**What you should do:**
Recast the rows from the start through the line with "point(313, 209)" as a two-column CSV with the headers text and answer. Give one line per row, with each field quoted and any line breaks replaced by spaces.

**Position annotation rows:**
····················
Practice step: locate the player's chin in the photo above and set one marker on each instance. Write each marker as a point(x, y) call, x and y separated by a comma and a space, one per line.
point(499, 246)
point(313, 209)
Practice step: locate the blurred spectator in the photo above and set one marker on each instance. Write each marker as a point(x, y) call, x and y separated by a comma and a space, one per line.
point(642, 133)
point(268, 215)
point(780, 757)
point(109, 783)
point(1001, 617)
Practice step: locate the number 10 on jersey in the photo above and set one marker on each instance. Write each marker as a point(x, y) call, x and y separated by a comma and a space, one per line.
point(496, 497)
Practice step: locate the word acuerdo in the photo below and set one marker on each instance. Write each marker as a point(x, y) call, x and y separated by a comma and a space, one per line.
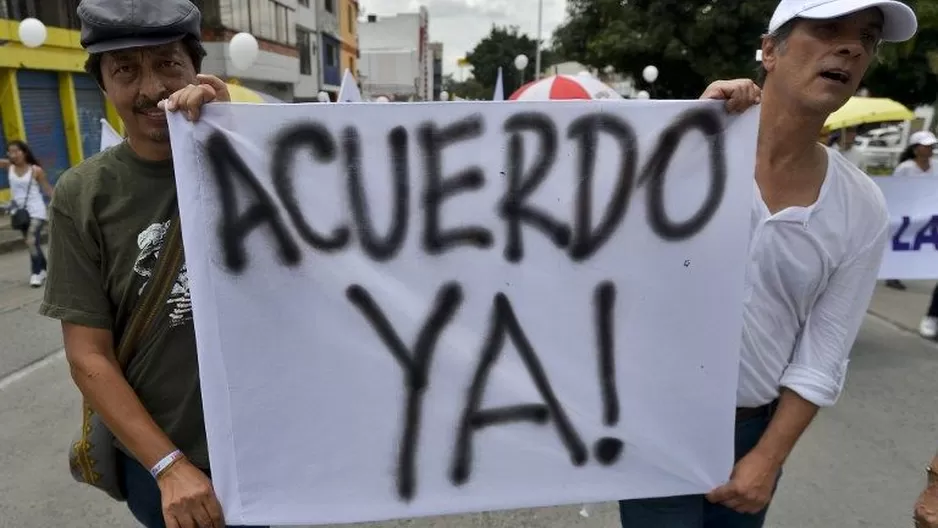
point(577, 236)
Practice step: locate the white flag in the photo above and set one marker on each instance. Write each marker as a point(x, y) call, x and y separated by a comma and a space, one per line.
point(109, 136)
point(348, 92)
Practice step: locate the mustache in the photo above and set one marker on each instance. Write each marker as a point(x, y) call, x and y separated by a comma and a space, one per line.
point(145, 104)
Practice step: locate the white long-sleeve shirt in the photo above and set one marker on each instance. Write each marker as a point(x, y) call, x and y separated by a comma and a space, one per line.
point(811, 276)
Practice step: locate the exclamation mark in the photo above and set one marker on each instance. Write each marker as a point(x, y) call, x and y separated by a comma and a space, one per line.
point(607, 449)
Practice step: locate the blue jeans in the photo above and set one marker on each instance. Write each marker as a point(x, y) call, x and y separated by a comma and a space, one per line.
point(694, 511)
point(33, 238)
point(143, 495)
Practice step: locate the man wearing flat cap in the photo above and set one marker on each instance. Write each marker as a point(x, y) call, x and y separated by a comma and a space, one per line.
point(820, 229)
point(110, 217)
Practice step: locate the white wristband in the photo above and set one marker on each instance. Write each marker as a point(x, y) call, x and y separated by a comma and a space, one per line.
point(165, 462)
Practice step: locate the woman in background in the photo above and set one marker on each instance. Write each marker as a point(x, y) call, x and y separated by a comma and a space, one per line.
point(916, 160)
point(28, 184)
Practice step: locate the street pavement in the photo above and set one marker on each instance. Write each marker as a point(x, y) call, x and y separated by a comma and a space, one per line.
point(859, 465)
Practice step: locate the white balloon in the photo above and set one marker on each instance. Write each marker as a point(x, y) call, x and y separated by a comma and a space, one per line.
····················
**Exercise solution:**
text,answer
"Practice step: locate the player's chin in the photo above and set one marker on each instance. Write each marker as a point(x, y) call, x and y separated by a comma and a space, one per line.","point(499, 246) point(313, 209)"